Stored data entries.

Content starts

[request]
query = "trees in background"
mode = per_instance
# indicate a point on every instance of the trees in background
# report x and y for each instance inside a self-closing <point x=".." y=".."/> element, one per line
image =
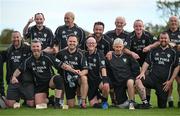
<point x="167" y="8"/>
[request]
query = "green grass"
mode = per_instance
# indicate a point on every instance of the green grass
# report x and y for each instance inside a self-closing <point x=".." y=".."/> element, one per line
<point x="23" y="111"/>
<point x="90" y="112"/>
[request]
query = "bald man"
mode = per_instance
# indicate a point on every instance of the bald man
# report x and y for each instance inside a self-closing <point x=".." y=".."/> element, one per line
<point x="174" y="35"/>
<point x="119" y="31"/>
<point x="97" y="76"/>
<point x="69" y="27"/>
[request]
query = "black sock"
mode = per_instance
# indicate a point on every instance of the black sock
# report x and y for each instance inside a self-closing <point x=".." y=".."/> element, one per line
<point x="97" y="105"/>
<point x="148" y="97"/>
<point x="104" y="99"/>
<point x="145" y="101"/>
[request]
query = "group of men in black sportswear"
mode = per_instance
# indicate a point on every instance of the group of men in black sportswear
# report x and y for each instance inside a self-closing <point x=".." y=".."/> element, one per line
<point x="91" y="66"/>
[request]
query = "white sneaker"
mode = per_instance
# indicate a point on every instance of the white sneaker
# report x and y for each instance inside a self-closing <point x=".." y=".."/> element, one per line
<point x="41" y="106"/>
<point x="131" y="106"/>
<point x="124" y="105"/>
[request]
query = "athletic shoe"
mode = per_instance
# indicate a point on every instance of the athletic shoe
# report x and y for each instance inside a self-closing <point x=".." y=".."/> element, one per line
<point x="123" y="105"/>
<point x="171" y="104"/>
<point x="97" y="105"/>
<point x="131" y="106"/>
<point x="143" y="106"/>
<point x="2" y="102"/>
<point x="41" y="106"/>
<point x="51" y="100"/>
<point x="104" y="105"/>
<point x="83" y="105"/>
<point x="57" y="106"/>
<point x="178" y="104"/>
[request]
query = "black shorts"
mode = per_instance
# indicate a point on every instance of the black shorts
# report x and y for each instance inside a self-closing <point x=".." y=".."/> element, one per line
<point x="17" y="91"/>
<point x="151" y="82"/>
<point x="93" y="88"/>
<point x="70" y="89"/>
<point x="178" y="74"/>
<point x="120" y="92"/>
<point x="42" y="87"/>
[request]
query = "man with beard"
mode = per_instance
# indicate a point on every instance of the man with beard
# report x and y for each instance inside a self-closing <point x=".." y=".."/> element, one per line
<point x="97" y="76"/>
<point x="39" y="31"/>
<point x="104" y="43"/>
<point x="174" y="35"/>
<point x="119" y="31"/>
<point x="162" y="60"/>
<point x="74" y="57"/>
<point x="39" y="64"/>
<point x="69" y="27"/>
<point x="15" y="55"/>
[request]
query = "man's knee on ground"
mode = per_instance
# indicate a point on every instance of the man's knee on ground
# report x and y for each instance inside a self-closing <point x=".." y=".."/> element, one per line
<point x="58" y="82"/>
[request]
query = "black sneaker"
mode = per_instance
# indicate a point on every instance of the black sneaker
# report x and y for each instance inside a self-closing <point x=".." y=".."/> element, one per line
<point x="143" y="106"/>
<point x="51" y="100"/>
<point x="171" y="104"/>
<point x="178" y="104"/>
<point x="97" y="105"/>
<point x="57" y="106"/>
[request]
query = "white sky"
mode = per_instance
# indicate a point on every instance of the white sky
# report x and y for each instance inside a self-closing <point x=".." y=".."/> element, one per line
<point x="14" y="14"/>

Content ends

Which lines above include the word "sneaker"? Pick them out and copy them.

query = "white sneaker"
# indicate a point on every instance of the white sneaker
query = "black sneaker"
# indicate a point on every instance of the black sneaker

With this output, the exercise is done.